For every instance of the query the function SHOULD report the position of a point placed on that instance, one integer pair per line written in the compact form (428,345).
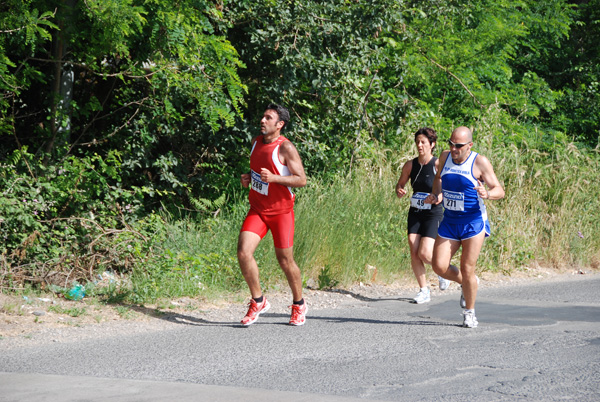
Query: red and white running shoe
(254,310)
(298,314)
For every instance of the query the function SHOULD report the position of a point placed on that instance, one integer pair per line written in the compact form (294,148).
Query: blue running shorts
(463,231)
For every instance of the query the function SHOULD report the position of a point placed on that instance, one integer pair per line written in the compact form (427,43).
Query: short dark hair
(427,132)
(283,113)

•••

### TASK TO CARRY OUT:
Copy out all the entries above, swapping each "running" for "jogging" and changing nothing else. Leave the pictures out.

### THE SOLUTION:
For every instance of the query the function SHOULD report the position of a point placed on that instance, one integer pair per line written in the compact form (428,345).
Query: red and white jogging shoe
(254,310)
(298,314)
For every instance of the query the function SHOULD report the position of a point placed on that instance, one integer pair per line written in the compact form (294,148).
Query: blue jogging shorts
(463,231)
For every instance of the query the function SHOULD report the position of a point placed on that instance, one integer pair per line written in the compact form (427,43).
Query: short dark hair
(427,132)
(283,113)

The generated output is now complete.